*Instructions for the task*
Give again, word for word, every line below from the one that has "the white t-shirt?" through the one that has "the blue leggings?", both included, and no others.

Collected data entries

■ ■ ■ ■ ■ ■ ■

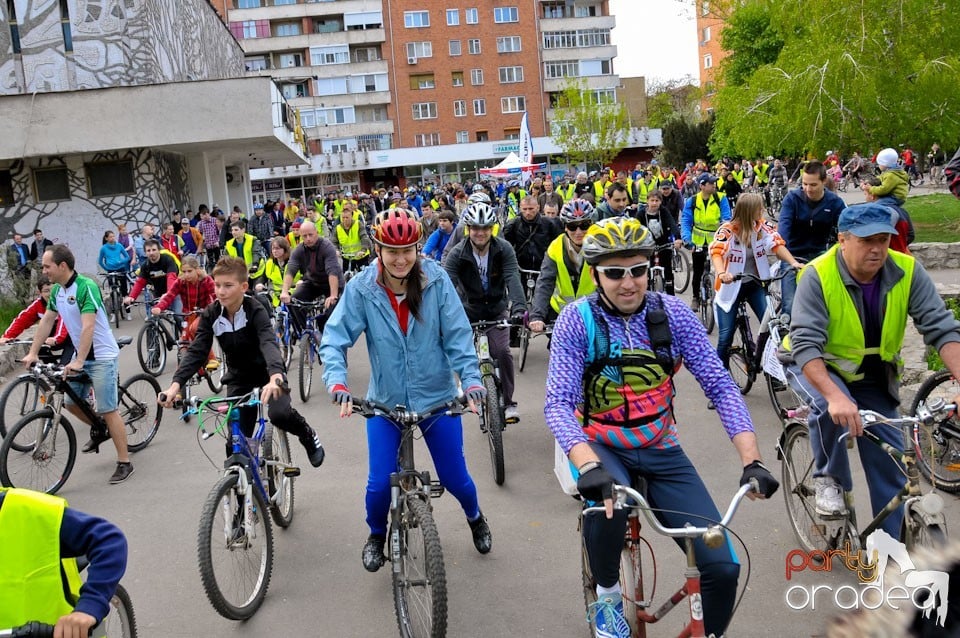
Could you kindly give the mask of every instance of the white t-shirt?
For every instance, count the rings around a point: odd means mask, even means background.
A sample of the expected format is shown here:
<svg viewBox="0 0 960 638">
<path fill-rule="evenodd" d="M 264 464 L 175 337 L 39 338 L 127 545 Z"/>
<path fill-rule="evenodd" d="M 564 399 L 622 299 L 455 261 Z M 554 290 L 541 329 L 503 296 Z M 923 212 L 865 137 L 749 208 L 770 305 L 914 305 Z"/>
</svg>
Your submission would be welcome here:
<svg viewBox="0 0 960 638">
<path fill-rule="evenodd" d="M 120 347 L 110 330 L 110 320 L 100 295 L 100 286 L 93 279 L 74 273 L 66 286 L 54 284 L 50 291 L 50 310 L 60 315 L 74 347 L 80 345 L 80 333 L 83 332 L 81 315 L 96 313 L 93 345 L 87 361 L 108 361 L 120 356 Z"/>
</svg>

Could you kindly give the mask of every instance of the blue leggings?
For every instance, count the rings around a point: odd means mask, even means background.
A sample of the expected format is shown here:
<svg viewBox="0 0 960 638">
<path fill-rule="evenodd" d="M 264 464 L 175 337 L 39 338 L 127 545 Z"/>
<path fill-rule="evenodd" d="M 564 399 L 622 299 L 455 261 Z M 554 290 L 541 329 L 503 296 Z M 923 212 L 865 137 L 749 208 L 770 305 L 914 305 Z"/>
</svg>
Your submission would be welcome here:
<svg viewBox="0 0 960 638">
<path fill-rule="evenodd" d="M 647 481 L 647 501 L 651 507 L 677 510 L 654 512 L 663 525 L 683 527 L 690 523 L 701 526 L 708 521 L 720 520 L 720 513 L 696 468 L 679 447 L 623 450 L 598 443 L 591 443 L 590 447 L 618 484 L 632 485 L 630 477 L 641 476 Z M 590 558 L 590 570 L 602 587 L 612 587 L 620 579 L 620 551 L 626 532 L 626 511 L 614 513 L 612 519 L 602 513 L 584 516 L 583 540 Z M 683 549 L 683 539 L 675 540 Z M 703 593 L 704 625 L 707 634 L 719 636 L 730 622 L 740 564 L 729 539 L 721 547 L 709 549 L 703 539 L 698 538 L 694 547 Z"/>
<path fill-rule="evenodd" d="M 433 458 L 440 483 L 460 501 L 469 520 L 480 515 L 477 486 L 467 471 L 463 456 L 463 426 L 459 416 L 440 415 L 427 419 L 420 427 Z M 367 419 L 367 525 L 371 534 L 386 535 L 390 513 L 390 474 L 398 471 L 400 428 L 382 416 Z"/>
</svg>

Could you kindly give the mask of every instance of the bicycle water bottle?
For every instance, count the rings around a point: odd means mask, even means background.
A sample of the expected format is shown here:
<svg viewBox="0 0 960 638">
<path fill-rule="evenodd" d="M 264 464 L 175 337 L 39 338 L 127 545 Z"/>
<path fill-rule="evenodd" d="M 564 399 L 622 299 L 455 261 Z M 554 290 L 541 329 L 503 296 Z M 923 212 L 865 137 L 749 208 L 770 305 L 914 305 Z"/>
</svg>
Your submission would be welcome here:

■ ■ ■ ■ ■ ■ ■

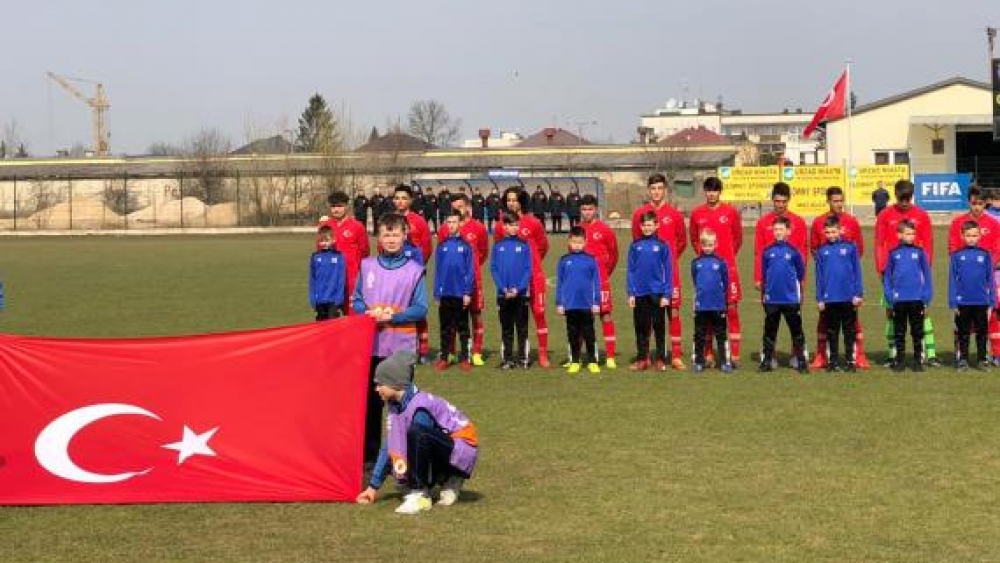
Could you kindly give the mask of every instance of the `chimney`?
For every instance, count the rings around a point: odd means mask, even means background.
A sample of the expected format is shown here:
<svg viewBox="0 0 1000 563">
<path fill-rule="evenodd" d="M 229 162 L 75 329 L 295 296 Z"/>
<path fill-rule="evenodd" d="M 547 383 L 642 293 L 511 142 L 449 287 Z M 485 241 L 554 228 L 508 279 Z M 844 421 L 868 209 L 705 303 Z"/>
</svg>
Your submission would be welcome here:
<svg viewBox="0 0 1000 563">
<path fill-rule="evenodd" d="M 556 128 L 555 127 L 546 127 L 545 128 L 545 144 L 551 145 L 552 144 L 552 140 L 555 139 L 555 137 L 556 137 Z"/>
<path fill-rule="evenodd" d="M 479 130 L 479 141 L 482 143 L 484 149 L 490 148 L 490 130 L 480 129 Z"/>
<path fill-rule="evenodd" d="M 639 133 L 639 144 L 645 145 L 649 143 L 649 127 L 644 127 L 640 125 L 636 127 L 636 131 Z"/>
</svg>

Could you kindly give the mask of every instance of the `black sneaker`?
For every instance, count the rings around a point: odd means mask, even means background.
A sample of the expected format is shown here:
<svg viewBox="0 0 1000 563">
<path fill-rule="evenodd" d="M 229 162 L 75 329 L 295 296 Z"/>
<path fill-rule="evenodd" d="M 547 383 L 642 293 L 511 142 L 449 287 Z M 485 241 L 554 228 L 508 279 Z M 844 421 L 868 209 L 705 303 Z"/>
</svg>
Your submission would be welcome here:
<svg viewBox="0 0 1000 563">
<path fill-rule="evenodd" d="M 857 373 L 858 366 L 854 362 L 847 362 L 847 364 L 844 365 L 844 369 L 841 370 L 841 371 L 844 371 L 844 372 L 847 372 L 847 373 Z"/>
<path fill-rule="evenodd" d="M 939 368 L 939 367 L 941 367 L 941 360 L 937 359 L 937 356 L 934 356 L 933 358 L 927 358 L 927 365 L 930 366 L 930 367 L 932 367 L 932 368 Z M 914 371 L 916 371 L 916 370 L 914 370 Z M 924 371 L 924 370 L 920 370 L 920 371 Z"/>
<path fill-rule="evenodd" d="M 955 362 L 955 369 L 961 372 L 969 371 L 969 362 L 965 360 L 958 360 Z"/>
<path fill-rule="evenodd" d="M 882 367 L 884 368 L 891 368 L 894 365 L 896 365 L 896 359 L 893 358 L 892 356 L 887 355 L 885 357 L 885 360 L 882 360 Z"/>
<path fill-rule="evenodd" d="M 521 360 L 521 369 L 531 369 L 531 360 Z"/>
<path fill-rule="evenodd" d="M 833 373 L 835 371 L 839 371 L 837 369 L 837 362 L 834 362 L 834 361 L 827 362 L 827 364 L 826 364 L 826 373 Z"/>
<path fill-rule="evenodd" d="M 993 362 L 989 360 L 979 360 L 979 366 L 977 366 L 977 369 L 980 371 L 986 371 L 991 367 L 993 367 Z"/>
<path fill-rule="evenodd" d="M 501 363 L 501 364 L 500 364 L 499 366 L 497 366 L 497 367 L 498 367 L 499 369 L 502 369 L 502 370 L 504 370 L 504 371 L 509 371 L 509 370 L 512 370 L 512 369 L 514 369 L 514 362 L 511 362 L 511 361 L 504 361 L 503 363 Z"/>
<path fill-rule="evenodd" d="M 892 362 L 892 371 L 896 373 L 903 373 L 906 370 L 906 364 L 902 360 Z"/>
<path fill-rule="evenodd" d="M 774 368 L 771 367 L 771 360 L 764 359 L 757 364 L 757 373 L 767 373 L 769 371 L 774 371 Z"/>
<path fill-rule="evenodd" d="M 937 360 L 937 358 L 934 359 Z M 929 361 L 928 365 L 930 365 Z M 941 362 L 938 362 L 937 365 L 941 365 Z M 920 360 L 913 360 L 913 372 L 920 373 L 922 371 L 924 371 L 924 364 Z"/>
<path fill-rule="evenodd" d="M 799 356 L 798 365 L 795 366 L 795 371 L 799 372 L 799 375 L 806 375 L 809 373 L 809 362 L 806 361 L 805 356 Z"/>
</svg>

■ ■ ■ ■ ■ ■ ■

*Response area*
Could you kindly give the mask of every instance of the white t-shirt?
For every instance, count the rings around a point: odd means mask, even means background.
A sample of the expected format is shown here:
<svg viewBox="0 0 960 638">
<path fill-rule="evenodd" d="M 264 464 L 175 337 L 39 338 L 127 545 Z"/>
<path fill-rule="evenodd" d="M 564 399 L 622 299 L 455 261 Z M 554 290 L 541 329 L 503 296 Z M 923 212 L 865 137 L 749 208 L 770 305 L 914 305 Z"/>
</svg>
Your submission would be welcome here:
<svg viewBox="0 0 960 638">
<path fill-rule="evenodd" d="M 120 347 L 110 330 L 110 320 L 100 295 L 100 286 L 93 279 L 74 273 L 66 286 L 54 284 L 50 291 L 50 310 L 60 315 L 74 347 L 80 345 L 80 333 L 83 332 L 81 315 L 96 313 L 93 345 L 87 361 L 108 361 L 120 356 Z"/>
</svg>

Could you kindly give the mask of every instance of the blue leggings?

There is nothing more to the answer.